■ **Supplied passage**:
- - - -

Harvard Law School’s reaction to changes in the profession
If you have any doubts that the legal profession is changing rapidly in fundamental ways, you should talk to Harvard Law School Professor David Wilkins.

Wilkins is the Director of Harvard’s Center on Lawyers and the Professional Services Industry founded in 2004 to “understand the transformation of legal practice from a profession traditionally made up of small independent firms to a multi-billion dollar global business.”
I talked to him recently about a study the Center is now conducting entitled “How Corporate Clients Purchase Legal Services.” The conversation quickly turned to the bigger picture, including the Center’s goal of helping to change the way law schools teach.
“Law schools are preparing people to enter a profession that no longer exists,” Wilkins said, “with techniques that would work well for medieval England’s Chancery Court.” Last fall, based on a three year study, the Harvard Law School faculty unanimously approved a program to begin curricular reform.
Wilkins hopes that ultimately the new curriculum will include classroom analysis of the types of cases the Harvard Business School made famous, probing the complexities of real-life problems faced by lawyers. Some of these case studies could be derived from a large research project that the Center started two years ago to “examine how large companies make three kinds of significant purchasing decisions: ‘bet the company’ decisions (such as asbestos bankruptcy cases), long-term relationships, and individual assignments.”
The research began with focus groups and in-depth interviews of General Counsel in the investment banking business, and then expanded to commercial banking, pharmaceuticals, and the oil and gas industry. Their goal is to interview a high percentage of S&P 500 GCs in each of these industry segments, and then to build to more quantitative surveys.
The ultimate goal is to understand how corporate buyers think about legal decisions. “We all know that there is price pressure,” Wilkins said, but his research is focusing on deeper issues of how GCs define and perceive the quality of legal services.
Another goal of the Center is to improve the connection between academia and the legal profession. They have a number of programs underway to break down the barriers, including a five day program called Leadership in Law Firms which just completed a session for 45 senior partners from firms from the US and overseas.

- - - -

■ **Dataset entries**:

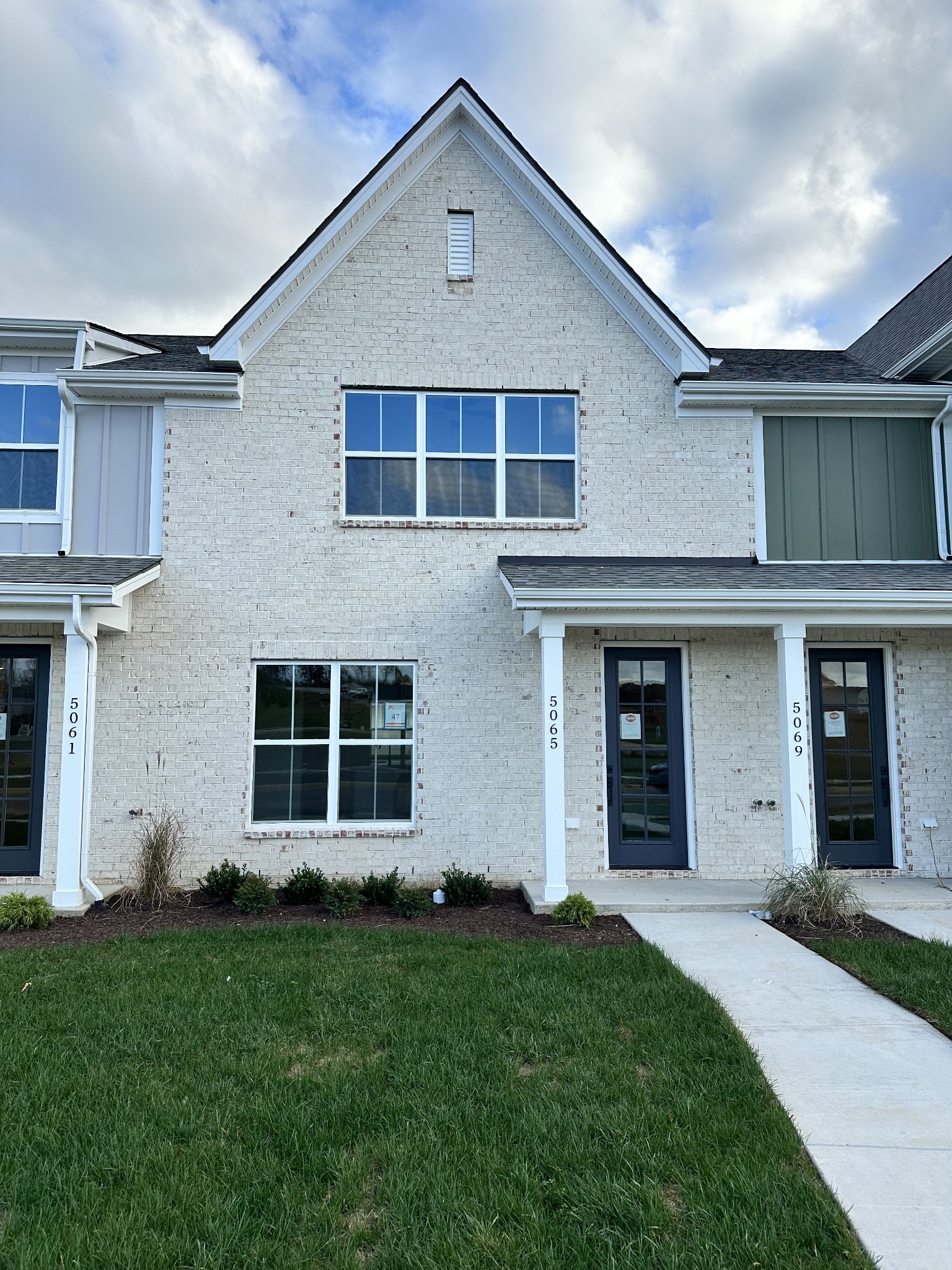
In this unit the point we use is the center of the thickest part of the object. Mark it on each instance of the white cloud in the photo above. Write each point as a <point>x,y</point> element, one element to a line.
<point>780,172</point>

- - - -

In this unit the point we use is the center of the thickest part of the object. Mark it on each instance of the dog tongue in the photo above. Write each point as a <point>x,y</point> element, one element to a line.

- - - -

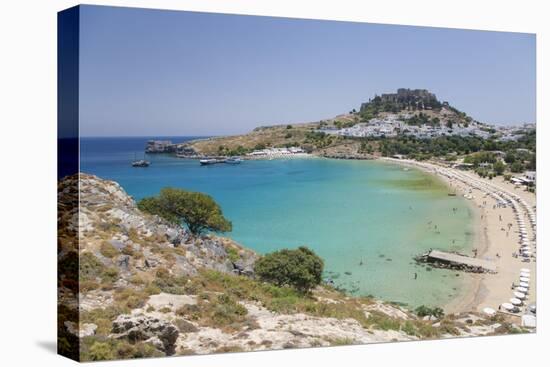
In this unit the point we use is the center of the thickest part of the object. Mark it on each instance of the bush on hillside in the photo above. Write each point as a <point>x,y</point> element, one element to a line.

- - - -

Print the passage on Harvard Law School's reaction to changes in the legal profession in full, word for word.

Harvard Law School’s reaction to changes in the profession
If you have any doubts that the legal profession is changing rapidly in fundamental ways, you should talk to Harvard Law School Professor David Wilkins.

Wilkins is the Director of Harvard’s Center on Lawyers and the Professional Services Industry founded in 2004 to “understand the transformation of legal practice from a profession traditionally made up of small independent firms to a multi-billion dollar global business.”
I talked to him recently about a study the Center is now conducting entitled “How Corporate Clients Purchase Legal Services.” The conversation quickly turned to the bigger picture, including the Center’s goal of helping to change the way law schools teach.
“Law schools are preparing people to enter a profession that no longer exists,” Wilkins said, “with techniques that would work well for medieval England’s Chancery Court.” Last fall, based on a three year study, the Harvard Law School faculty unanimously approved a program to begin curricular reform.
Wilkins hopes that ultimately the new curriculum will include classroom analysis of the types of cases the Harvard Business School made famous, probing the complexities of real-life problems faced by lawyers. Some of these case studies could be derived from a large research project that the Center started two years ago to “examine how large companies make three kinds of significant purchasing decisions: ‘bet the company’ decisions (such as asbestos bankruptcy cases), long-term relationships, and individual assignments.”
The research began with focus groups and in-depth interviews of General Counsel in the investment banking business, and then expanded to commercial banking, pharmaceuticals, and the oil and gas industry. Their goal is to interview a high percentage of S&P 500 GCs in each of these industry segments, and then to build to more quantitative surveys.
The ultimate goal is to understand how corporate buyers think about legal decisions. “We all know that there is price pressure,” Wilkins said, but his research is focusing on deeper issues of how GCs define and perceive the quality of legal services.
Another goal of the Center is to improve the connection between academia and the legal profession. They have a number of programs underway to break down the barriers, including a five day program called Leadership in Law Firms which just completed a session for 45 senior partners from firms from the US and overseas.